**Activity:**
Reproduce every entry precisely as written.

**Data records:**

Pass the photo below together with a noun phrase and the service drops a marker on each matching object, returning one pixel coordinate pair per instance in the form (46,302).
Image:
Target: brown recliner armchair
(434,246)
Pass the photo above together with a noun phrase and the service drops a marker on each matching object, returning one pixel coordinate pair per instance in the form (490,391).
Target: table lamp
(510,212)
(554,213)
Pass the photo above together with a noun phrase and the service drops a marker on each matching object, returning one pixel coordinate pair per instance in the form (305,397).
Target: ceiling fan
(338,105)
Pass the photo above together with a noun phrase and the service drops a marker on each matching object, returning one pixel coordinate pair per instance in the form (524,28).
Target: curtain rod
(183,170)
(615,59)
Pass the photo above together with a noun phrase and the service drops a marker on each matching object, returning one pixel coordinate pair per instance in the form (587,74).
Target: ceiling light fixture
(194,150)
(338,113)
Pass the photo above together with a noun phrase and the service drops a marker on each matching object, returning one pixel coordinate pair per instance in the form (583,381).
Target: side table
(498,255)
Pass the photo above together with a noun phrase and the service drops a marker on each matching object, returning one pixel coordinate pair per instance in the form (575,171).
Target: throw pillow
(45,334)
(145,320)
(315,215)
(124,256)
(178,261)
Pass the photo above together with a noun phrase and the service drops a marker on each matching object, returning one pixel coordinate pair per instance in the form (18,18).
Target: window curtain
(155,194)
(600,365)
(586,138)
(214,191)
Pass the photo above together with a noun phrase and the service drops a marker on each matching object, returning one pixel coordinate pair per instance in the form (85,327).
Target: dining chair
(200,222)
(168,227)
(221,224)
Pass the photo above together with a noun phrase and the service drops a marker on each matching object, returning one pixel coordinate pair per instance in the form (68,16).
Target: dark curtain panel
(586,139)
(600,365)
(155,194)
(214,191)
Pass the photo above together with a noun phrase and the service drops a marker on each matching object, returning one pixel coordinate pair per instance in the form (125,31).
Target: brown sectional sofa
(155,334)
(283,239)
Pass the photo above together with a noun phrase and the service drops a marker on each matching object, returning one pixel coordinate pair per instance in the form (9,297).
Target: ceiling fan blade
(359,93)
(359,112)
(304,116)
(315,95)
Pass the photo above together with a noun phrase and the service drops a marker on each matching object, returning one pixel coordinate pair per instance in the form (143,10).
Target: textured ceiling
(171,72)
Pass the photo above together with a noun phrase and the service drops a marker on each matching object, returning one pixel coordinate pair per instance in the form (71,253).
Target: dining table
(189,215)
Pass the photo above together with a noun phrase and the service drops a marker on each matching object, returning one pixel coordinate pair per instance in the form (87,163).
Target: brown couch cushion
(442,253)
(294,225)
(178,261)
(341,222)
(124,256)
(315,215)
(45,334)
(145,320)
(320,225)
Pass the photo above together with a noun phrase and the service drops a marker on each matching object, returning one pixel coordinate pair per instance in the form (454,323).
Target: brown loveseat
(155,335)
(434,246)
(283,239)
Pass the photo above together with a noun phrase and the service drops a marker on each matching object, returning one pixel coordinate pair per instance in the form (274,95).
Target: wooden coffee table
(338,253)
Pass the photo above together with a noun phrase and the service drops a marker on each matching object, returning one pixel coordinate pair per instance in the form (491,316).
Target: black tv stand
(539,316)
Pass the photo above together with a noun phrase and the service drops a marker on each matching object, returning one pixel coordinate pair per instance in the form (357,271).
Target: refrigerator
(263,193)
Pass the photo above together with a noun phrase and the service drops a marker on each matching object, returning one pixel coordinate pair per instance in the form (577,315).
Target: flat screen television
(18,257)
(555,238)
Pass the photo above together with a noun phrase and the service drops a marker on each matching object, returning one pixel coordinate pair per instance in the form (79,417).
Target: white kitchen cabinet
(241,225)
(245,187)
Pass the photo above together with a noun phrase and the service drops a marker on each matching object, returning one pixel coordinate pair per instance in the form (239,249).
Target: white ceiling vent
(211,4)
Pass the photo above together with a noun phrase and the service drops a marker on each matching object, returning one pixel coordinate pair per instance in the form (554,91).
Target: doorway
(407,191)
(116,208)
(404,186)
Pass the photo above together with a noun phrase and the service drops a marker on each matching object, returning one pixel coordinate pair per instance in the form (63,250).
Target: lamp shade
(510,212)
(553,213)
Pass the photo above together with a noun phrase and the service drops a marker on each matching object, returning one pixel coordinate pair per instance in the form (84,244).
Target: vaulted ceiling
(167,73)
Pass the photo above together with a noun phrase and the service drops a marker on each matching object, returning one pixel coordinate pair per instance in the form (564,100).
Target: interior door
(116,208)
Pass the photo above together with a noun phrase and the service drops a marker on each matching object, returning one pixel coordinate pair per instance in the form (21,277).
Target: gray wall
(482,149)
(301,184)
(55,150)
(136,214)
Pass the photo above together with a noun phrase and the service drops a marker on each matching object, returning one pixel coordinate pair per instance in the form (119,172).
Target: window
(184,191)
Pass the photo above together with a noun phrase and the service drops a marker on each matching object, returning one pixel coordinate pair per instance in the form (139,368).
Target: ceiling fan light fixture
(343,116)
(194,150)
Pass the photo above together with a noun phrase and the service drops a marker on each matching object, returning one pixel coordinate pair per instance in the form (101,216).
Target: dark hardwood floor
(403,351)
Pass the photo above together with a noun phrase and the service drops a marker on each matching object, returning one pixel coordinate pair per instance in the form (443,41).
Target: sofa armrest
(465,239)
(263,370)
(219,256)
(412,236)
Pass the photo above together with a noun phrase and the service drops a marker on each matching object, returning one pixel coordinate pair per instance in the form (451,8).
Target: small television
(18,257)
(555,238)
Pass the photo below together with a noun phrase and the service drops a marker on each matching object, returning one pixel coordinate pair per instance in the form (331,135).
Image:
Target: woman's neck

**Result:**
Pass the photo below together with a noun phrase and the service drops a marker on each matching object, returning one pixel coordinate pair per instance in the form (46,302).
Image:
Target: brown recliner armchair
(434,246)
Pass the photo above together with a noun phrase and the service drops a marker on each matching object, returning one pixel coordinate pair per instance in the form (490,391).
Target: table lamp
(510,212)
(554,213)
Pass the photo above together with a noun phrase and the service drops a marker on each matching object, returning one pixel coordinate pair per instance in the form (305,397).
Target: ceiling fan
(338,105)
Pass the photo above together with a noun phrase and the service drops a marker on each matching object, returning one pixel coordinate pair per instance in the form (524,28).
Target: curtain rod
(183,170)
(615,59)
Pass the photo above together with a noun phrase and the service drops a marker on each matching object, returning one pixel coordinate pair per instance in the form (587,74).
Target: ceiling light fixture
(194,150)
(338,113)
Pass the photo above together with a noun phrase and the service drops a marker on each matching object, returning one pixel coordinate pair per instance in the form (583,381).
Target: side table
(498,255)
Pass the photo above together with a noun phrase and the service drops a marker on each matching object, returning one pixel coordinate pair per instance in the form (575,171).
Target: throw pillow
(45,334)
(145,320)
(315,215)
(124,256)
(178,261)
Pass the photo above together with a noun phrase and the service drops a marker on each matching object, returning one pixel coordinate pair per instance in the form (18,18).
Target: window curtain
(155,194)
(600,365)
(586,138)
(214,191)
Pass the photo above together with a noun phrase and the service drops a marker on each matching object, returning one pixel coordinate pair per instance in the form (85,327).
Target: dining chair
(200,222)
(168,227)
(221,224)
Pass the photo above together with a noun phrase and the service drops a marker on each matching object, returning one pixel coordinate pair per instance in the form (68,16).
Target: dark curtain panel
(586,139)
(600,365)
(155,194)
(214,191)
Pass the photo above together with a noun phrase and the service drops a marker on each matching object, returning one pixel coordinate pair per instance in the form (125,31).
Target: brown sectional sofa
(155,334)
(283,239)
Pass the photo above together with a noun phrase and the service drops a marker on each matching object, returning one pixel coordinate pair per instance in the form (9,297).
Target: ceiling fan blade
(359,93)
(359,112)
(304,116)
(315,95)
Pass the photo above together with a noun phrase and the service drops a marker on each matching object, returning one pixel coordinate pair per instance in the form (143,10).
Target: textured ceiling
(171,72)
Pass the photo above together with a noun phrase and the service drops a marker on each matching object, returning one pixel coordinate pair per instance in the form (71,253).
Target: dining table
(189,215)
Pass the photo above together with a noun phrase and the service drops a marker on each matching object, returning one pixel coordinate pair per instance in the form (87,163).
Target: brown couch cushion
(442,253)
(294,225)
(178,261)
(341,222)
(124,256)
(315,215)
(45,334)
(145,320)
(320,225)
Pass the photo above together with a noun phrase and the service drops a marker on each matching object, returning one pixel coordinate pair per instance in the form (454,323).
Target: brown loveseat
(155,335)
(434,246)
(283,239)
Pass the photo above together with a noun phrase and the service drops a marker on each matching object, returning one pixel coordinate pair per instance in the form (274,95).
Target: wooden coffee table
(338,253)
Pass the photo above together with a noun phrase and the service drops a marker on each matching object, returning one pixel coordinate pair per instance in the form (491,316).
Target: black tv stand
(539,316)
Pass the photo above together with a noun phrase and the service drops a marker on each matching object, returning one pixel coordinate pair per instance in the form (357,271).
Target: refrigerator
(263,193)
Pass the photo above together with a noun phrase and the service drops a marker on each matching object, returning one pixel coordinate pair per instance in the form (577,315).
Target: flat screen television
(18,257)
(555,238)
Pass the photo above together with a noun phrase and the service drops a marker on each matching object, returning one pixel coordinate pair per instance in the form (79,417).
Target: white kitchen cabinet
(241,225)
(245,187)
Pass the photo above together with a noun phrase and the service drops a marker on each matching object, returning one pixel coordinate pair per instance in the form (239,249).
Target: white ceiling vent
(211,4)
Pass the photo above together with a noun phrase and the service drops a marker on each matching object, returning one pixel coordinate pair per instance in the form (554,91).
Target: doorway
(407,191)
(116,208)
(404,186)
Pass the photo above together with a noun phrase and the service drops a marker on each matching object, returning one pixel coordinate pair per instance in the form (63,250).
Target: lamp shade
(510,212)
(553,213)
Pass the photo above together with a noun phrase and the service drops a marker on each matching object, returning one pixel coordinate pair per instance in the form (84,244).
Target: vaulted ceiling
(167,73)
Pass the photo above together with a noun phrase and the service drops a marker on each matching object, returning one pixel coordinate pair per instance in the form (564,100).
Target: interior door
(116,208)
Pass the photo above together with a noun phrase and the service drops a marker on each matching object, returning one pixel coordinate pair per instance in the form (21,277).
Target: gray wall
(482,149)
(301,184)
(55,150)
(136,214)
Pass the photo above together with a noun phrase and the service drops a marker on each matching object, returning one pixel coordinate pair per instance in the form (119,172).
Target: window
(184,191)
Pass the photo above together with a noun phrase and the service drops a marker on each matching object, returning one pixel coordinate pair per instance in the form (139,368).
Target: ceiling fan light fixture
(343,116)
(194,150)
Pass the photo above together with a noun phrase and the service drops a marker on each matching object, returning one pixel coordinate pair per instance in the form (101,216).
Target: dark hardwood floor
(403,351)
Pass the photo above together with a noun phrase and the service drops a marker on each matching object, returning one pixel coordinate pair per instance in the form (443,41).
Target: sofa armrest
(465,239)
(263,370)
(219,256)
(412,236)
Pass the photo above together with a noun phrase and the service drops a marker on each matching object, returning one pixel coordinate pair per instance in the form (451,8).
Target: small television
(18,257)
(555,238)
Pass the photo below together with a noun phrase and the service drops a marker on each matching object, returning one pixel coordinate pair per instance in the form (331,135).
Image:
Target: woman's neck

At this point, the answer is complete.